| Tarefa proposta |
Por favor, reescreva tudo do texto sobre a tortura, de "O que atraiu" até "fizeram até agora?", trocando "hipocrisia" por "falsidade".
─── Trecho fornecido ───
Utilização de métodos de interrogatório como a tortura bate de frente com dogmas éticos estabelecidos e corrompe a moral do Ocidente

SLAVOJ ZIZEK
COLUNISTA DA FOLHA

Quando a confissão de Khalid Shaikh Mohammed [responsabilizando-se pelos atentados do 11 de Setembro, segundo depoimento de 10/3 divulgado pelo Pentágono] dominou as manchetes dos jornais, o sentimento de ultraje moral diante da extensão de seus crimes se misturou à dúvida: é possível confiar em sua confissão?
E se ele tiver confessado mais do que realmente fez, seja pelo desejo vaidoso de ser lembrado como o grande arquiteto terrorista, seja porque se dispôs a confessar fosse o que fosse para deixar de ser submetido ao afogamento simulado ou outras "técnicas de interrogatório reforçadas"?
O que atraiu muito menos a atenção foi o fato simples de que, pela primeira vez, a tortura estava sendo normalizada, apresentada e aceita como tal.
A resposta popular e aparentemente convincente dada a quem se preocupa com esse fato é: "Para que essa reação toda? Os EUA estão agora admitindo (semi)abertamente não só o que vinham fazendo o tempo todo mas o que todos os outros Estados fazem e vinham fazendo o tempo todo. No mínimo se pode afirmar que agora a hipocrisia é menor".
A isso, devemos replicar com uma contrapergunta simples: se os altos representantes dos EUA querem dizer apenas isso, então por que estão nos contando isso? Por que não continuam simplesmente fazendo isso em silêncio, como fizeram até agora?
Na comunicação humana, afirmar abertamente algo que "todos sabemos" nunca é um fato neutro. Um ato desse tipo sempre suscita a pergunta: "Você diz isso, mas por que me está contando abertamente agora?".
─── Dados fornecidos ───
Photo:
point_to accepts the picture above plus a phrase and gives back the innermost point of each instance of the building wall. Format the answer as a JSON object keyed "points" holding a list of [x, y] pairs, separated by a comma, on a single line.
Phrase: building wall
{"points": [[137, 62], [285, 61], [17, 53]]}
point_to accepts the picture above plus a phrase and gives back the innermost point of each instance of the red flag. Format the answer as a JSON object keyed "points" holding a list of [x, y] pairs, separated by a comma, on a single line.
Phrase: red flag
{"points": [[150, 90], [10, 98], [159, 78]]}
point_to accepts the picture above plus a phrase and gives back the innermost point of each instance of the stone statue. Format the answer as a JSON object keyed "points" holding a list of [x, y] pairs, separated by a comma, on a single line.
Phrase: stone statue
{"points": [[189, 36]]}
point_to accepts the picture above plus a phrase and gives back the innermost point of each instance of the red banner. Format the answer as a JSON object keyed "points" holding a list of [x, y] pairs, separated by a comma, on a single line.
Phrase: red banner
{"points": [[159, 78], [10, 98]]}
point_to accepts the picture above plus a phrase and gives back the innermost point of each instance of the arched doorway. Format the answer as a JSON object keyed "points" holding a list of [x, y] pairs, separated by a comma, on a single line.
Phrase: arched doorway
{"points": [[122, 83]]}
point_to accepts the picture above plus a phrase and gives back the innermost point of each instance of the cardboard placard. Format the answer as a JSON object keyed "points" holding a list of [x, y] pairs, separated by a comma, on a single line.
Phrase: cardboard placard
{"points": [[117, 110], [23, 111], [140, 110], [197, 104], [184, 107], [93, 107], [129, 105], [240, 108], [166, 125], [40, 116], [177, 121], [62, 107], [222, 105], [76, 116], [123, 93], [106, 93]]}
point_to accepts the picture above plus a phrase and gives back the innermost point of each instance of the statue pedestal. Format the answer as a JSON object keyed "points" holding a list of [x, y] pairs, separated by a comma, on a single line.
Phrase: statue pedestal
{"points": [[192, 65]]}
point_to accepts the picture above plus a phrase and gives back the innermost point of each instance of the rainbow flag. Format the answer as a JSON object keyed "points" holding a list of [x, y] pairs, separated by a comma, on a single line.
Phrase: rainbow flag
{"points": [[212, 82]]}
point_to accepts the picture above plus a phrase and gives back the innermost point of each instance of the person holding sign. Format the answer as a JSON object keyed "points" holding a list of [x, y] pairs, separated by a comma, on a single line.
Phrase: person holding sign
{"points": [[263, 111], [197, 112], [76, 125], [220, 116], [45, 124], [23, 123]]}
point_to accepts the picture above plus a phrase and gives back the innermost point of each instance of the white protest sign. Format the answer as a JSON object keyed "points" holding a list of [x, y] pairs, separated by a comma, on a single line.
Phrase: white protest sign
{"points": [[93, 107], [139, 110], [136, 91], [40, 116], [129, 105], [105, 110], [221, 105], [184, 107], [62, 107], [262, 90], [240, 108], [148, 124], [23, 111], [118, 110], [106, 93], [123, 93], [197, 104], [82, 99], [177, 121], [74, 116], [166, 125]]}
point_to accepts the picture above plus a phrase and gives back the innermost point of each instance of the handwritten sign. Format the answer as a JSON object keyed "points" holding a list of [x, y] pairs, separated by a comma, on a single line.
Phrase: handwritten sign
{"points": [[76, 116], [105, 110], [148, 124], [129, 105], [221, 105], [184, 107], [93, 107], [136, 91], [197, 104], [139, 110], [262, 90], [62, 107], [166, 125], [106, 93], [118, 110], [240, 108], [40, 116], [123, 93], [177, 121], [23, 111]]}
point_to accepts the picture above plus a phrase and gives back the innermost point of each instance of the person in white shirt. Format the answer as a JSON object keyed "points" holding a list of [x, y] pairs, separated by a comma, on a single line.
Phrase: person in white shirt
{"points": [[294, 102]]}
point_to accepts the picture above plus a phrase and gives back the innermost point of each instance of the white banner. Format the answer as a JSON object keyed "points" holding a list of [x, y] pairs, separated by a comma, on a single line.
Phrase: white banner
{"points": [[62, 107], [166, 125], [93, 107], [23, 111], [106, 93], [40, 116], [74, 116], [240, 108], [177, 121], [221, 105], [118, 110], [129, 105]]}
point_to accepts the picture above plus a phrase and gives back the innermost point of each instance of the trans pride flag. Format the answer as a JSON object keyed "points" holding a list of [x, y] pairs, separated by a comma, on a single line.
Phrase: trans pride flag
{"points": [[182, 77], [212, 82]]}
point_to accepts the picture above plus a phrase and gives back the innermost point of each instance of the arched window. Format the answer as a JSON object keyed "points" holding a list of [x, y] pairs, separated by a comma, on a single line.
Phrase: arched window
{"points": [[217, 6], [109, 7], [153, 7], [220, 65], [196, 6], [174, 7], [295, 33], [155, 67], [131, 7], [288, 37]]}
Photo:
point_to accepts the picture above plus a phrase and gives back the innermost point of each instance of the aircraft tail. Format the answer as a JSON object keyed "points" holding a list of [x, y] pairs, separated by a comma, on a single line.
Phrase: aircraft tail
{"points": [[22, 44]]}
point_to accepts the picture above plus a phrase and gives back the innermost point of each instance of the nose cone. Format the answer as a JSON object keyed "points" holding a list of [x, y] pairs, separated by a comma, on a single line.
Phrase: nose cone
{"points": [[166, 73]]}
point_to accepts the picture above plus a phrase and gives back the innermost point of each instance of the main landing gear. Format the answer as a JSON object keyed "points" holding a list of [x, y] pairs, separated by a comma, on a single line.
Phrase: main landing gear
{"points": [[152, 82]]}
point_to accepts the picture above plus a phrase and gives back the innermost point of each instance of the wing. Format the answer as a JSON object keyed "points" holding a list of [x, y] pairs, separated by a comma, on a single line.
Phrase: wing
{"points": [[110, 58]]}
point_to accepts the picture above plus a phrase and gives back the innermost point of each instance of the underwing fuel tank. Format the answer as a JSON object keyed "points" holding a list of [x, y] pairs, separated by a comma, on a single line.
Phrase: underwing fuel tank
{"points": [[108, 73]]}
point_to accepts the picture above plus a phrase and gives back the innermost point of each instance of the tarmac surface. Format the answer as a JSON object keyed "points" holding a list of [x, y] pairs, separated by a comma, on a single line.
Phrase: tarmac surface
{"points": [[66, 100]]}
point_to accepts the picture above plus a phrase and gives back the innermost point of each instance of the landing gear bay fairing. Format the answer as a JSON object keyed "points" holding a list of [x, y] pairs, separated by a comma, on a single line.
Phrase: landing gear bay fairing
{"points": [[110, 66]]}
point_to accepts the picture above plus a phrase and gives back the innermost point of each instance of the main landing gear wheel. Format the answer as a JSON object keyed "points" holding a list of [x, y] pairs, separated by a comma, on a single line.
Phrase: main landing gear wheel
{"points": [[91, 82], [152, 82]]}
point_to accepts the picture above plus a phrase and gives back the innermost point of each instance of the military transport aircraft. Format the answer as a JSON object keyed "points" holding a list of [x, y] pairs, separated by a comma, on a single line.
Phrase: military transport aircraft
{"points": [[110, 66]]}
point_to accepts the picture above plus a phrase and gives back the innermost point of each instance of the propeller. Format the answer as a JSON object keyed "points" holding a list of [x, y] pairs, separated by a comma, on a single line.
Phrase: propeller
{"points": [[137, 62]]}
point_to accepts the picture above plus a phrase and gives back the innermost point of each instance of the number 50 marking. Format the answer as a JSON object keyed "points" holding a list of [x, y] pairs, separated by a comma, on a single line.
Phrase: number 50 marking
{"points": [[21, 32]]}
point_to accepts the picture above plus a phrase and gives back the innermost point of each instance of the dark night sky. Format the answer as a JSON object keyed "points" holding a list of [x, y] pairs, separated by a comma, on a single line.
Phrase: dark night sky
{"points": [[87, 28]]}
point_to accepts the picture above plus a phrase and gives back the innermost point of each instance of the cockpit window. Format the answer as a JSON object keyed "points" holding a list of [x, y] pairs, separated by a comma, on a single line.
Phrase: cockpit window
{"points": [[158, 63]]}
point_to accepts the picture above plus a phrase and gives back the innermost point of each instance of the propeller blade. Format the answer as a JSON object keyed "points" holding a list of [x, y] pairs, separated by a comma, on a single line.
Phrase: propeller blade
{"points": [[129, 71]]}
───
| Resolução |
O que atraiu muito menos a atenção foi o fato simples de que, pela primeira vez, a tortura estava sendo normalizada, apresentada e aceita como tal.
A resposta popular e aparentemente convincente dada a quem se preocupa com esse fato é: "Para que essa reação toda? Os EUA estão agora admitindo (semi)abertamente não só o que vinham fazendo o tempo todo mas o que todos os outros Estados fazem e vinham fazendo o tempo todo. No mínimo se pode afirmar que agora a falsidade é menor".
A isso, devemos replicar com uma contrapergunta simples: se os altos representantes dos EUA querem dizer apenas isso, então por que estão nos contando isso? Por que não continuam simplesmente fazendo isso em silêncio, como fizeram até agora?